▶ WHAT YOU WILL DO
The records appear below. Set down exactly each line from the one that contains "large building, one" through the last, both included.

▶ INFORMATION
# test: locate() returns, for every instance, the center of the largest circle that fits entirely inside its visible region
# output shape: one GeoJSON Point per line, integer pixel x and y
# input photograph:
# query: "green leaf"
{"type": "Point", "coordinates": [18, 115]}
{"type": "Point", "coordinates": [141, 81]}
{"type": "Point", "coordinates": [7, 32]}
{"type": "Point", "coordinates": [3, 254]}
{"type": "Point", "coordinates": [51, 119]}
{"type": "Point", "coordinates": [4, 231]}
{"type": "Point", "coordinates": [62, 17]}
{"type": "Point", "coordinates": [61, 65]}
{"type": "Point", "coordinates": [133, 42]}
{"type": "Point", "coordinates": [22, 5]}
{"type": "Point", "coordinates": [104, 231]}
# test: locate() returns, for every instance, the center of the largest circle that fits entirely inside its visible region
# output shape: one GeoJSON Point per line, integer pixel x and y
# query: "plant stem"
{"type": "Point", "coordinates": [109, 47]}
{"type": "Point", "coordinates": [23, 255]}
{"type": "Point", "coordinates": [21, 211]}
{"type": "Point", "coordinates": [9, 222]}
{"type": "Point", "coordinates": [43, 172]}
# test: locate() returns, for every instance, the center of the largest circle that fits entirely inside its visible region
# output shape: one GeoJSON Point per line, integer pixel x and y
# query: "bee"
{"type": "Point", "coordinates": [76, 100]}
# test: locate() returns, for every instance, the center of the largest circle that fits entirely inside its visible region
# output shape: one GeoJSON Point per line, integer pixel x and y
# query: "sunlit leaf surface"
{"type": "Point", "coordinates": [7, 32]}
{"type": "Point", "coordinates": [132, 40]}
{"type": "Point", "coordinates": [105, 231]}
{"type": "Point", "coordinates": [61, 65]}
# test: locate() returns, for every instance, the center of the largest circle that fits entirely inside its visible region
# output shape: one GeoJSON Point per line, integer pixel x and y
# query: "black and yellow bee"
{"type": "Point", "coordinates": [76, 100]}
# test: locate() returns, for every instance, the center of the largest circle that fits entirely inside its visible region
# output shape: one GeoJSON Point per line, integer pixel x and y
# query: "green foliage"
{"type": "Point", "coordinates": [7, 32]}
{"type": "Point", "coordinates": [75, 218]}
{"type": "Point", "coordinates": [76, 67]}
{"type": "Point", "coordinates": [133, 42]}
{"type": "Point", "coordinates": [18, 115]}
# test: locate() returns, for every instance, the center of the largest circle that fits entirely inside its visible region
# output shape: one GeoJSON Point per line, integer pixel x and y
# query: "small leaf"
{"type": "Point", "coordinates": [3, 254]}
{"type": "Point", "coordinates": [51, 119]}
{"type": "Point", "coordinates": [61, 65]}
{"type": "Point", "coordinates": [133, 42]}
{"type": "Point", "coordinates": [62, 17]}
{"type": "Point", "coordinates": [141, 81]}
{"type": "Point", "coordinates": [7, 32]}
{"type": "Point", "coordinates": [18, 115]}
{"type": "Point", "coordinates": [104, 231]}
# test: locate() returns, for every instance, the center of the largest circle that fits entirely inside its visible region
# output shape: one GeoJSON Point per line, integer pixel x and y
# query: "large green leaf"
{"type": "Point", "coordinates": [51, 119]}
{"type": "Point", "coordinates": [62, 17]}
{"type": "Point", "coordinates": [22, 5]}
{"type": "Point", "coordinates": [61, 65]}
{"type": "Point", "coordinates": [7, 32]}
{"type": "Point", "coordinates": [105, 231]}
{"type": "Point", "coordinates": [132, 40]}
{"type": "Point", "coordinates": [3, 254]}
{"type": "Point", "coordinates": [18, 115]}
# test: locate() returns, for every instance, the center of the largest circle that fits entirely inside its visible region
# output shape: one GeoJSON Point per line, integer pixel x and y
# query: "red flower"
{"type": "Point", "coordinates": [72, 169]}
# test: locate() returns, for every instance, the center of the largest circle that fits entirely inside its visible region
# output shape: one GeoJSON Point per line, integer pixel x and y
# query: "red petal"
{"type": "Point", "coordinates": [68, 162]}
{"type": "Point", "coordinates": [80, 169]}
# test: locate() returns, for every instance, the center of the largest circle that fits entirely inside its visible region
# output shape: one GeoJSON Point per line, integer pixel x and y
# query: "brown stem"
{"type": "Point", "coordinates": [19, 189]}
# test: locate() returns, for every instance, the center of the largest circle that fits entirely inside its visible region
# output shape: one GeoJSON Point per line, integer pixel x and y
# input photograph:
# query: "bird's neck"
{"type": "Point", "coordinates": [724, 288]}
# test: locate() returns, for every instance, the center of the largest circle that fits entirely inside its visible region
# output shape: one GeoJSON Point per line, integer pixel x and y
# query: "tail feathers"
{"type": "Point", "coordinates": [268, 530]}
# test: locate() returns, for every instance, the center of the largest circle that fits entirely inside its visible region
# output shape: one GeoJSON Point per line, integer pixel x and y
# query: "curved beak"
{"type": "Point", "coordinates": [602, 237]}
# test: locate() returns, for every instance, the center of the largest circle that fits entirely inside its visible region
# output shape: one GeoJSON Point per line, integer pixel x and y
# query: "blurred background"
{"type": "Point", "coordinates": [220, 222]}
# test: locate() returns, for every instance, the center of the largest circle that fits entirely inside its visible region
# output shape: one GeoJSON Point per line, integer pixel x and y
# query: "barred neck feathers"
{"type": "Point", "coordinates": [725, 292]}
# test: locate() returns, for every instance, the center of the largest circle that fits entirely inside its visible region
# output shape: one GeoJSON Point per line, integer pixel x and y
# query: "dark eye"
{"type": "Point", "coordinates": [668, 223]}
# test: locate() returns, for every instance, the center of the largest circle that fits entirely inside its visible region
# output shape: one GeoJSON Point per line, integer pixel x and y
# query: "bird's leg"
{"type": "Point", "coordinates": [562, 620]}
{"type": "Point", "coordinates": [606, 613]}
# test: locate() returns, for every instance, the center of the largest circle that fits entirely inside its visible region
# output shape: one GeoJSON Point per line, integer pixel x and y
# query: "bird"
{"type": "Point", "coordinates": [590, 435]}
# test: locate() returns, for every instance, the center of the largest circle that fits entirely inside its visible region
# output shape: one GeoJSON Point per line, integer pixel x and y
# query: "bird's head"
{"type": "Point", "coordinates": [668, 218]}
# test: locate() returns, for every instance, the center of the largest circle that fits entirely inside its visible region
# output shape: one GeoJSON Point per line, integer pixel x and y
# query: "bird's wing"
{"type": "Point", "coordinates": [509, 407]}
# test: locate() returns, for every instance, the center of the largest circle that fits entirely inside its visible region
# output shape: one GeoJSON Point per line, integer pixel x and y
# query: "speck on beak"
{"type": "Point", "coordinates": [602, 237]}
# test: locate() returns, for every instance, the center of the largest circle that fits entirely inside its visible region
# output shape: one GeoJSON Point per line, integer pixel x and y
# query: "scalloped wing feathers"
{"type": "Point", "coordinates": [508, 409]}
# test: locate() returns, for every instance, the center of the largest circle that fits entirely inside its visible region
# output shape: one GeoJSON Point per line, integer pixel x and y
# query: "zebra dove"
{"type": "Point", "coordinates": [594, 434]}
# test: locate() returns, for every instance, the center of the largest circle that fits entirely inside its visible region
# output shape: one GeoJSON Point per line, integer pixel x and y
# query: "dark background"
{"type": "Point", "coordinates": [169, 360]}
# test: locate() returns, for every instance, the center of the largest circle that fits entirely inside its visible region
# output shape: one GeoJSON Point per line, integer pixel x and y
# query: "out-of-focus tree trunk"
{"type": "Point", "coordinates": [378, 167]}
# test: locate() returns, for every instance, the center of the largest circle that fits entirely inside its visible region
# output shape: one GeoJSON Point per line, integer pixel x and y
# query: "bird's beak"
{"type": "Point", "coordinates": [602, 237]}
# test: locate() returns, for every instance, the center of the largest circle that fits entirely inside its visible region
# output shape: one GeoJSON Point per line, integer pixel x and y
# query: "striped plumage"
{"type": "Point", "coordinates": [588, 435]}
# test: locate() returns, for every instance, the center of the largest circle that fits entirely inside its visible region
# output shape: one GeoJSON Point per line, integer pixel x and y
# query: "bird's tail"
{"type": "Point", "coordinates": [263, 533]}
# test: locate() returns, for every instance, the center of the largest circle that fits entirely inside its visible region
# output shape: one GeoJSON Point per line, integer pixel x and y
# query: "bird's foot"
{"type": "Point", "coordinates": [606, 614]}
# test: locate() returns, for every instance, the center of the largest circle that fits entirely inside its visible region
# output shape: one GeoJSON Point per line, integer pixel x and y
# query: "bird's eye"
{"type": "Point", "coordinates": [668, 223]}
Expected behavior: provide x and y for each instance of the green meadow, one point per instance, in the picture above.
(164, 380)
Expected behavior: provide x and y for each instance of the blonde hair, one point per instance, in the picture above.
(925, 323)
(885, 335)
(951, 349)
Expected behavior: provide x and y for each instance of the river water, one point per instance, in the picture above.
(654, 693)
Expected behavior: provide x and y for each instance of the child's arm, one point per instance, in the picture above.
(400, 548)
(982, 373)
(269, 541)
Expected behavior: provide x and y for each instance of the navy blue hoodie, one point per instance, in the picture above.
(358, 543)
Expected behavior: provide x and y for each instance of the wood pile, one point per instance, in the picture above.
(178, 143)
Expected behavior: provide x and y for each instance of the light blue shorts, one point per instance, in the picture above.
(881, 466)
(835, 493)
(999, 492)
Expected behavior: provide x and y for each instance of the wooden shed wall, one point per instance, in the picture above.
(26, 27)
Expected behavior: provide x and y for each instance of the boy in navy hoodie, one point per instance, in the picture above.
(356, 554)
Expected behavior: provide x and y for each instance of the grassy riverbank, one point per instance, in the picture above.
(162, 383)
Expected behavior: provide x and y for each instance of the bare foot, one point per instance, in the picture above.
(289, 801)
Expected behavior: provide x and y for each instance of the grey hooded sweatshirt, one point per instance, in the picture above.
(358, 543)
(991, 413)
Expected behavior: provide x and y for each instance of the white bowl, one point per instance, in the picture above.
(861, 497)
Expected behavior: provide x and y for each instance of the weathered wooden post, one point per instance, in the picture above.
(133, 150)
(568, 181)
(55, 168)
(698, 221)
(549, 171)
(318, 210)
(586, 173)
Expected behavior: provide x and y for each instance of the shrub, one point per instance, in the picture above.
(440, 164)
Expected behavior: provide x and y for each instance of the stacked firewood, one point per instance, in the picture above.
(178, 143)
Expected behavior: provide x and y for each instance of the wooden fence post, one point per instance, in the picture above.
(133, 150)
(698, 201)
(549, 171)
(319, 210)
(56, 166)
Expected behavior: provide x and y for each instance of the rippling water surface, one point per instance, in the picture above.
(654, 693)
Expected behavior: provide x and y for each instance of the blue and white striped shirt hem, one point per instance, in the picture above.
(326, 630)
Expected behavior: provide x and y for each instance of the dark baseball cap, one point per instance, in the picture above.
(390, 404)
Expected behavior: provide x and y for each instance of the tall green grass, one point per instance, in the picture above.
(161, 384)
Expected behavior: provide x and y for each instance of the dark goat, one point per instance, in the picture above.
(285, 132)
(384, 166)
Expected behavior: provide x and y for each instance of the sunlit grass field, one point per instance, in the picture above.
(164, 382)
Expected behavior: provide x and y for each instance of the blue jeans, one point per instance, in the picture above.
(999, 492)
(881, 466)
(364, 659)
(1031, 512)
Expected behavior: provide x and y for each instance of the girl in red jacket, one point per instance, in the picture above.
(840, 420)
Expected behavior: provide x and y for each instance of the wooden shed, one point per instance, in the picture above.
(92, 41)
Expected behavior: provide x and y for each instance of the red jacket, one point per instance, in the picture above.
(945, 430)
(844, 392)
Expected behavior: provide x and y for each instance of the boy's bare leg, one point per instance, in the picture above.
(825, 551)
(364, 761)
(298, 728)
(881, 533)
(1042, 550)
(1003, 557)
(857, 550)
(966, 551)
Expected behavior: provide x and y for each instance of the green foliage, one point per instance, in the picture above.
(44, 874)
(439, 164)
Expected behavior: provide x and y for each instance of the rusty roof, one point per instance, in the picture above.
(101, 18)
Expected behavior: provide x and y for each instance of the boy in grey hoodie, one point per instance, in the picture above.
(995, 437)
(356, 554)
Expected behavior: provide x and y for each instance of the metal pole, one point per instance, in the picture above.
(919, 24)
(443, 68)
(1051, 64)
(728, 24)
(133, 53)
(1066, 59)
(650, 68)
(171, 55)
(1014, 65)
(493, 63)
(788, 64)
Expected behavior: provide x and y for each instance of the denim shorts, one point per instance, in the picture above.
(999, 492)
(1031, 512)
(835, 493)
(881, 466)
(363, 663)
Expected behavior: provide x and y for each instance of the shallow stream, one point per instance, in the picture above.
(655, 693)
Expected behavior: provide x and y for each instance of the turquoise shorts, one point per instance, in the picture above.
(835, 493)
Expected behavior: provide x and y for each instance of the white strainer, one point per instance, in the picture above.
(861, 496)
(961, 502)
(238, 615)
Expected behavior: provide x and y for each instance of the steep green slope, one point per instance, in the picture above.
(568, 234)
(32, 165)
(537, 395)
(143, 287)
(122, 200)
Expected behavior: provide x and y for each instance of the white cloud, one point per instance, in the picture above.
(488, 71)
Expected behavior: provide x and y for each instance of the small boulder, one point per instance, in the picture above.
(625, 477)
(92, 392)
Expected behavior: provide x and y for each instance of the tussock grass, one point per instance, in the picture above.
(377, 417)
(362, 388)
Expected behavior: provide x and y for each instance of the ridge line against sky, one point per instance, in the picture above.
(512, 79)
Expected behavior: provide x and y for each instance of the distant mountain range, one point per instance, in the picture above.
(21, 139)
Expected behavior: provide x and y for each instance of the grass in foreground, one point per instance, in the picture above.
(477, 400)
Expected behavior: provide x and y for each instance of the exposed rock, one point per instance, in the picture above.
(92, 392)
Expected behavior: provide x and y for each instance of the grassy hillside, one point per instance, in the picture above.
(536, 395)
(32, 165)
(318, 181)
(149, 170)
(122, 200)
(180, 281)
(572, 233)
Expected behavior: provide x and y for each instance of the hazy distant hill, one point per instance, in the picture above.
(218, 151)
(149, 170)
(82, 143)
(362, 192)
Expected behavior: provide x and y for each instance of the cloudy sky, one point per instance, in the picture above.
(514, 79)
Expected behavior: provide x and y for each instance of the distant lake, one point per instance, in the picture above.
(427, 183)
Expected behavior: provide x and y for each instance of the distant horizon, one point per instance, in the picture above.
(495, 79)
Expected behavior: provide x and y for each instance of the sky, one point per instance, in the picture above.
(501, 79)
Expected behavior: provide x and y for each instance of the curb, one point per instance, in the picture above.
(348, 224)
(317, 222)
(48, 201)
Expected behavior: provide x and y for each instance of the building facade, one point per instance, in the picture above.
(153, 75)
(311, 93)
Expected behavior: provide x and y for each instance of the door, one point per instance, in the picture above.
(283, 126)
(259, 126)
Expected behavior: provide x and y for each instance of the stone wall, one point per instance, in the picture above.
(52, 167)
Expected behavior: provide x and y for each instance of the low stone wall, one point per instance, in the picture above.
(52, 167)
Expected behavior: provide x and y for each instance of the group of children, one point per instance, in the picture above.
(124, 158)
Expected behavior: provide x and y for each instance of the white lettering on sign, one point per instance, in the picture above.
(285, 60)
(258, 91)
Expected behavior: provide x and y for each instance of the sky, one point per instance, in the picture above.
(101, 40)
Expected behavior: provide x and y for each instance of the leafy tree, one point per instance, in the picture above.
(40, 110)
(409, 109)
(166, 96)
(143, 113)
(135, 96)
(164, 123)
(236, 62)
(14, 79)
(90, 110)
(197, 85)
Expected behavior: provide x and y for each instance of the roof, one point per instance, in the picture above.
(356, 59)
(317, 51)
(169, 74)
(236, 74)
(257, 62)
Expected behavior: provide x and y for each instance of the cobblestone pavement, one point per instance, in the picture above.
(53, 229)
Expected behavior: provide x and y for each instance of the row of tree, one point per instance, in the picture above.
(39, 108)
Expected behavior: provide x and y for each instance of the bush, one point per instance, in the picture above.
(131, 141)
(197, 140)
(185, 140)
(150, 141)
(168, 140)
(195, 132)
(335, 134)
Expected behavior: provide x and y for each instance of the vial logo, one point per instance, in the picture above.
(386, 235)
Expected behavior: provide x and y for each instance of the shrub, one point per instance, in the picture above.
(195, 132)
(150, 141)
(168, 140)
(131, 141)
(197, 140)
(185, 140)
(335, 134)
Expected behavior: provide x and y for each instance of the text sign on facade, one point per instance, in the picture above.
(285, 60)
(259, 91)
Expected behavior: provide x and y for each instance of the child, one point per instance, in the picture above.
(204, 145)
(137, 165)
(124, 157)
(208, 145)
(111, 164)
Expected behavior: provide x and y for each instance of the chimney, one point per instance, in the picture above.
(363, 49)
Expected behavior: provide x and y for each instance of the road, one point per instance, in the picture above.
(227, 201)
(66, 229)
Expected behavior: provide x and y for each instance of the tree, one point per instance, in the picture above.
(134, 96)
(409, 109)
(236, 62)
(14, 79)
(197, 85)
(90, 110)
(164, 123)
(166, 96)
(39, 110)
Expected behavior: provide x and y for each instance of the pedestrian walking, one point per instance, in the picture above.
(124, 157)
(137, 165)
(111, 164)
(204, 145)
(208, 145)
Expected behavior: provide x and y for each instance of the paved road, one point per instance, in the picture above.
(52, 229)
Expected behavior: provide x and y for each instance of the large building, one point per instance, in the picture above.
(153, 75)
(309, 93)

▶ ANSWER AREA
Expected behavior: provide x and y for each instance of the large building, one point per instance, in the picture above.
(153, 75)
(309, 93)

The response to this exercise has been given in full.